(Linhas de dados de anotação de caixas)
- - -
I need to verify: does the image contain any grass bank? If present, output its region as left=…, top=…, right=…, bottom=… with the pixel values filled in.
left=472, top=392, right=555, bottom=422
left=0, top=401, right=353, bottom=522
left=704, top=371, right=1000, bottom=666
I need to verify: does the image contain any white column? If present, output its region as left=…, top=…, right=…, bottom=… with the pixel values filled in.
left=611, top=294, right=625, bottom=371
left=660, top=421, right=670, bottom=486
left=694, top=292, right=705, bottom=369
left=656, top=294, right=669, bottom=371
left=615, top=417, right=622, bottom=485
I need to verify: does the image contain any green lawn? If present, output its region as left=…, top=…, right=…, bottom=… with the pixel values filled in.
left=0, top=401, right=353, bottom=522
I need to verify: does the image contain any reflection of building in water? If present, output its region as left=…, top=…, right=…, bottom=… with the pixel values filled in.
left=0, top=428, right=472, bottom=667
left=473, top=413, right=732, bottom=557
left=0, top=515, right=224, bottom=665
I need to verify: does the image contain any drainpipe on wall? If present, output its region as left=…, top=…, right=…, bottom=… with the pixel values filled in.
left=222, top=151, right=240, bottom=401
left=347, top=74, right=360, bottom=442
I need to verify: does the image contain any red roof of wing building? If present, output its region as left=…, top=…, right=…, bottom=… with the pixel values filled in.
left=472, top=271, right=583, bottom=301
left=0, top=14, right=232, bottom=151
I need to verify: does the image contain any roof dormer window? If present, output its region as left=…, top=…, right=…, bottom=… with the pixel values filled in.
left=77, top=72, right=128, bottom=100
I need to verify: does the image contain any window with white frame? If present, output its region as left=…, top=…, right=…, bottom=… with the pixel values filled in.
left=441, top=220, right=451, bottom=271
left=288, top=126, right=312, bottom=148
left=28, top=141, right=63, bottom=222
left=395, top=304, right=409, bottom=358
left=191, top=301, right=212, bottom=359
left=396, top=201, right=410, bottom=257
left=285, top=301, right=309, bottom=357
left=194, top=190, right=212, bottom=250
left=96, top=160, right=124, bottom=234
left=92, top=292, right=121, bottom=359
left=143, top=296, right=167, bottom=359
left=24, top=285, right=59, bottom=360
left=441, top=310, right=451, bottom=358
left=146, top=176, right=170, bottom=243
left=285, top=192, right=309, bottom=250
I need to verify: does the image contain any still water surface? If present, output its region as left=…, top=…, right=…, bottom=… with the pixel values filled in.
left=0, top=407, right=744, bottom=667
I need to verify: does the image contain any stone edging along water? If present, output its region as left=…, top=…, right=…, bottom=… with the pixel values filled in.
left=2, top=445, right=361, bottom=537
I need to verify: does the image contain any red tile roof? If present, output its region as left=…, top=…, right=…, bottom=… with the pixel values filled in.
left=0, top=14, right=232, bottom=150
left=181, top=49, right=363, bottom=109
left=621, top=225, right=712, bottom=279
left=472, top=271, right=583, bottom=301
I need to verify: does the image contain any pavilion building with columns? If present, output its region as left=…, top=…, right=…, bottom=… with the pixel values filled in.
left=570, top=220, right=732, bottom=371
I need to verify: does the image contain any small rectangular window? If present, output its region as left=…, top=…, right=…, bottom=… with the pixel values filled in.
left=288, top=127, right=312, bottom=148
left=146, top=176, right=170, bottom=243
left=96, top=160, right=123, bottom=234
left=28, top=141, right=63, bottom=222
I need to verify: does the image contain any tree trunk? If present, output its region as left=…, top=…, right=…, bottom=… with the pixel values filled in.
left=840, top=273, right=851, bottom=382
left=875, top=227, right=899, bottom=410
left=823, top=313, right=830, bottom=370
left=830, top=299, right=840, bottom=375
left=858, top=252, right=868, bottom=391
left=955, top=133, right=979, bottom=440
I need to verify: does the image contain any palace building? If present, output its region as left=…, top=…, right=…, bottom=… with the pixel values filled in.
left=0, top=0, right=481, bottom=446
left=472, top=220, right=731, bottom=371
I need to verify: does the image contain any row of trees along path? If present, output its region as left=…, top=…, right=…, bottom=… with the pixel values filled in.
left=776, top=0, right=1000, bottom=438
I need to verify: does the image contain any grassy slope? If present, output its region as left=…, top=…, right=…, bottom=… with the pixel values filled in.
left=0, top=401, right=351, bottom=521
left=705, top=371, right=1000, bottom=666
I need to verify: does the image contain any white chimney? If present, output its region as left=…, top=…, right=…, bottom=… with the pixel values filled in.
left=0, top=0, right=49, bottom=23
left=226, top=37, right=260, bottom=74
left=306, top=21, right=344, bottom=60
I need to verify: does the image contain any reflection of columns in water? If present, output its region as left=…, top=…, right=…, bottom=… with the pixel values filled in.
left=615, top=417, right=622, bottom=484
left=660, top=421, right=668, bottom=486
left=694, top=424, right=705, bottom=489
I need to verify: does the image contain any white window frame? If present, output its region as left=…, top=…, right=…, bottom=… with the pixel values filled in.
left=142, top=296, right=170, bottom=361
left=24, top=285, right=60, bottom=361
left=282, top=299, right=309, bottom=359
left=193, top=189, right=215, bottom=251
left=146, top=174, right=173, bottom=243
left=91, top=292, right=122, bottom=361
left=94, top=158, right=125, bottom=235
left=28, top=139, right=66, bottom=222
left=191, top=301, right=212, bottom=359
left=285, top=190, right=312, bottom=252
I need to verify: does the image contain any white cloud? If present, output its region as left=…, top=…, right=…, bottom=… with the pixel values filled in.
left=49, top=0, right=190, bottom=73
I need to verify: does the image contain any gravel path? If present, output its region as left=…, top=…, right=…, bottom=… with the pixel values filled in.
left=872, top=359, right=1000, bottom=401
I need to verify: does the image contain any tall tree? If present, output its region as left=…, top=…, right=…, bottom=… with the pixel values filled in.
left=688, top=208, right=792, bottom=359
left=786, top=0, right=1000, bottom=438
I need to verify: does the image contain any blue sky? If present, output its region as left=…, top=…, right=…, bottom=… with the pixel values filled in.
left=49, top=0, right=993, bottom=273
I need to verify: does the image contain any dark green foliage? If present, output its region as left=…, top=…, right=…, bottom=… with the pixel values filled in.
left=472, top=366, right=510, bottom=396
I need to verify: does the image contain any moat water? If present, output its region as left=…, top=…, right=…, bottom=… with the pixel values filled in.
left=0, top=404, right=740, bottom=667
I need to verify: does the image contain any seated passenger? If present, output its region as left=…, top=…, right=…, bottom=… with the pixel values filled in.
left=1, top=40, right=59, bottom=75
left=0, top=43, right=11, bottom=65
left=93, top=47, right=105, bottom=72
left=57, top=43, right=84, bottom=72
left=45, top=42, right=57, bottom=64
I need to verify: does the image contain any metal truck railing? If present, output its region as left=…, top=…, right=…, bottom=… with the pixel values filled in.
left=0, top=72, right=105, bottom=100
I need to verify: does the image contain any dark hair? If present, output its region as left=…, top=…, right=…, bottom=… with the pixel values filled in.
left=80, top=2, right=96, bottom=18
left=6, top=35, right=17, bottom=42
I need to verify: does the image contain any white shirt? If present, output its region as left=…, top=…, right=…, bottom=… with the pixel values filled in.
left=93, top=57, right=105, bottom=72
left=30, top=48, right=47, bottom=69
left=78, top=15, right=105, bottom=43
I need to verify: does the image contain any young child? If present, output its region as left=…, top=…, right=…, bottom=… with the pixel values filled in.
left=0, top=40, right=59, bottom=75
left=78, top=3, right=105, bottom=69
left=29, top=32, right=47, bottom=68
- - -
> _O exercício_: Converta todas as linhas acima em uma lista numerada, deixando de fora as linhas em branco.

> _Resposta do exercício_:
1. I need to verify: does the image contain any grass bank? If present, output its region as left=…, top=…, right=…, bottom=… with the pixel values filled in.
2. left=472, top=392, right=555, bottom=422
3. left=0, top=401, right=353, bottom=522
4. left=704, top=371, right=1000, bottom=666
5. I need to verify: does the image contain any white column? If present, output its region as left=…, top=…, right=…, bottom=… with the pixel values filled in.
6. left=611, top=294, right=625, bottom=371
7. left=660, top=421, right=670, bottom=486
8. left=694, top=292, right=705, bottom=369
9. left=656, top=294, right=669, bottom=371
10. left=615, top=417, right=622, bottom=485
11. I need to verify: does the image contain any green lawn? If present, output its region as left=…, top=…, right=…, bottom=… with the pixel values filled in.
12. left=0, top=401, right=353, bottom=522
13. I need to verify: does the image contain any reflection of building in water? If present, output its region as left=…, top=…, right=…, bottom=… with the pixel values filled in.
14. left=0, top=428, right=472, bottom=667
15. left=473, top=413, right=732, bottom=557
16. left=0, top=515, right=224, bottom=665
17. I need to verify: does the image contain any drainpipe on wall? If present, output its region as left=…, top=…, right=…, bottom=… with the pixel values filled in.
18. left=222, top=151, right=240, bottom=401
19. left=347, top=74, right=360, bottom=442
20. I need to verify: does the image contain any red roof of wing building? If present, output its region as left=…, top=…, right=…, bottom=… with the pixel values filled in.
21. left=472, top=271, right=583, bottom=301
22. left=0, top=14, right=232, bottom=151
23. I need to verify: does the image contain any roof dormer window? If present, output its region as left=…, top=…, right=…, bottom=… with the pixel values filled in.
24. left=77, top=72, right=128, bottom=100
25. I need to verify: does the image contain any window with white frame? If present, output its region as left=…, top=…, right=…, bottom=… with the pixel values filled in.
26. left=441, top=220, right=451, bottom=271
27. left=288, top=126, right=312, bottom=148
28. left=28, top=141, right=63, bottom=222
29. left=395, top=304, right=409, bottom=358
30. left=191, top=301, right=212, bottom=359
31. left=396, top=201, right=410, bottom=257
32. left=285, top=301, right=309, bottom=357
33. left=194, top=190, right=212, bottom=250
34. left=96, top=160, right=124, bottom=234
35. left=92, top=292, right=121, bottom=359
36. left=143, top=296, right=167, bottom=359
37. left=24, top=285, right=59, bottom=360
38. left=441, top=310, right=451, bottom=358
39. left=146, top=176, right=170, bottom=243
40. left=285, top=192, right=309, bottom=250
41. I need to verify: does the image contain any still water surface? If present, output its region as left=…, top=…, right=…, bottom=… with the pixel values filled in.
42. left=0, top=407, right=744, bottom=667
43. I need to verify: does the image contain any stone edging along water? If present, output its region as left=…, top=…, right=…, bottom=… with the pixel values filled in.
44. left=2, top=445, right=361, bottom=537
45. I need to verify: does the image contain any red tile roof? If present, output its region as left=…, top=…, right=…, bottom=… with the pixel values filled in.
46. left=0, top=14, right=232, bottom=150
47. left=181, top=49, right=363, bottom=109
48. left=621, top=225, right=712, bottom=279
49. left=472, top=271, right=583, bottom=301
50. I need to verify: does the image contain any pavilion building with columns? If present, output its region as left=…, top=…, right=…, bottom=… with the pixel values filled in.
51. left=570, top=220, right=732, bottom=371
52. I need to verify: does the image contain any small rectangular window? If present, output its region as left=…, top=…, right=…, bottom=… with the pixel values filled in.
53. left=288, top=127, right=312, bottom=148
54. left=146, top=176, right=170, bottom=243
55. left=96, top=160, right=123, bottom=234
56. left=28, top=141, right=63, bottom=222
57. I need to verify: does the image contain any tree trunk? If present, output its region as left=…, top=…, right=…, bottom=… with the pixel values filled in.
58. left=840, top=273, right=851, bottom=382
59. left=875, top=227, right=899, bottom=410
60. left=823, top=313, right=830, bottom=370
61. left=830, top=299, right=840, bottom=375
62. left=858, top=252, right=868, bottom=391
63. left=955, top=133, right=979, bottom=440
64. I need to verify: does the image contain any palace building? If present, output its region as left=…, top=…, right=…, bottom=… with the pixel values filled in.
65. left=0, top=0, right=481, bottom=446
66. left=472, top=220, right=731, bottom=371
67. I need to verify: does the image contain any row of trees along path? If present, output its region as left=…, top=…, right=…, bottom=… with the pixel values filled in.
68. left=776, top=0, right=1000, bottom=438
69. I need to verify: does the image contain any grassy slope? If present, output its region as left=…, top=…, right=…, bottom=… with the pixel values filled in.
70. left=0, top=401, right=351, bottom=521
71. left=705, top=371, right=1000, bottom=666
72. I need to verify: does the image contain any white chimney? If present, output its region as left=…, top=…, right=…, bottom=… with the pixel values filled in.
73. left=0, top=0, right=49, bottom=23
74. left=226, top=37, right=260, bottom=74
75. left=306, top=21, right=344, bottom=60
76. I need to verify: does the image contain any reflection of columns in water? If present, output its region as left=…, top=…, right=…, bottom=… with the pixel values filled in.
77. left=615, top=417, right=622, bottom=484
78. left=660, top=421, right=668, bottom=486
79. left=694, top=424, right=705, bottom=489
80. I need to verify: does the image contain any white window frame? If present, output its region as left=…, top=…, right=…, bottom=… with the pixel values filled in.
81. left=142, top=296, right=170, bottom=361
82. left=24, top=285, right=60, bottom=361
83. left=282, top=299, right=309, bottom=359
84. left=193, top=189, right=215, bottom=251
85. left=146, top=174, right=173, bottom=243
86. left=91, top=292, right=122, bottom=361
87. left=94, top=158, right=125, bottom=235
88. left=28, top=139, right=66, bottom=222
89. left=191, top=301, right=212, bottom=359
90. left=285, top=190, right=312, bottom=252
91. I need to verify: does the image contain any white cloud? If present, output its region as left=…, top=…, right=…, bottom=… with the pixel values filled in.
92. left=49, top=0, right=190, bottom=73
93. I need to verify: does the image contain any gravel path? If present, output its region as left=…, top=…, right=…, bottom=… with the pixel values filled in.
94. left=872, top=359, right=1000, bottom=401
95. I need to verify: does the image contain any tall tree? If present, output its region as left=…, top=…, right=…, bottom=… with the pixel values filled in.
96. left=688, top=208, right=792, bottom=359
97. left=786, top=0, right=1000, bottom=438
98. I need to verify: does the image contain any blue sky? If present, output its region as left=…, top=…, right=…, bottom=… with the pixel values filled in.
99. left=49, top=0, right=993, bottom=273
100. I need to verify: does the image contain any dark green foliage? If present, output its region as left=…, top=…, right=…, bottom=… with the pixel values filled in.
101. left=472, top=366, right=510, bottom=396
102. I need to verify: does the image contain any moat water? If present, output its region as left=…, top=…, right=…, bottom=… with the pixel values filled in.
103. left=0, top=404, right=740, bottom=667
104. I need to verify: does the image contain any seated passenger? If present, output its region as left=…, top=…, right=…, bottom=… with the pixel values filled in.
105. left=1, top=40, right=59, bottom=75
106. left=0, top=43, right=11, bottom=65
107. left=93, top=47, right=105, bottom=72
108. left=57, top=43, right=84, bottom=72
109. left=45, top=42, right=57, bottom=64
110. I need to verify: does the image contain any metal truck railing? If present, output its region as left=…, top=…, right=…, bottom=… with the pixel values filled in.
111. left=0, top=72, right=105, bottom=100
112. I need to verify: does the image contain any dark hair? If present, output its region as left=…, top=…, right=…, bottom=… with the pixel values filled in.
113. left=80, top=2, right=96, bottom=18
114. left=6, top=35, right=17, bottom=42
115. I need to verify: does the image contain any white shirt? If present, output its region as left=…, top=…, right=…, bottom=… with the pixel values filled in.
116. left=93, top=57, right=105, bottom=72
117. left=30, top=48, right=47, bottom=69
118. left=78, top=15, right=105, bottom=43
119. I need to verify: does the image contain any young child? If present, output its region as left=…, top=…, right=…, bottom=… with the pixel values filled in.
120. left=0, top=40, right=59, bottom=75
121. left=78, top=3, right=105, bottom=69
122. left=29, top=32, right=47, bottom=68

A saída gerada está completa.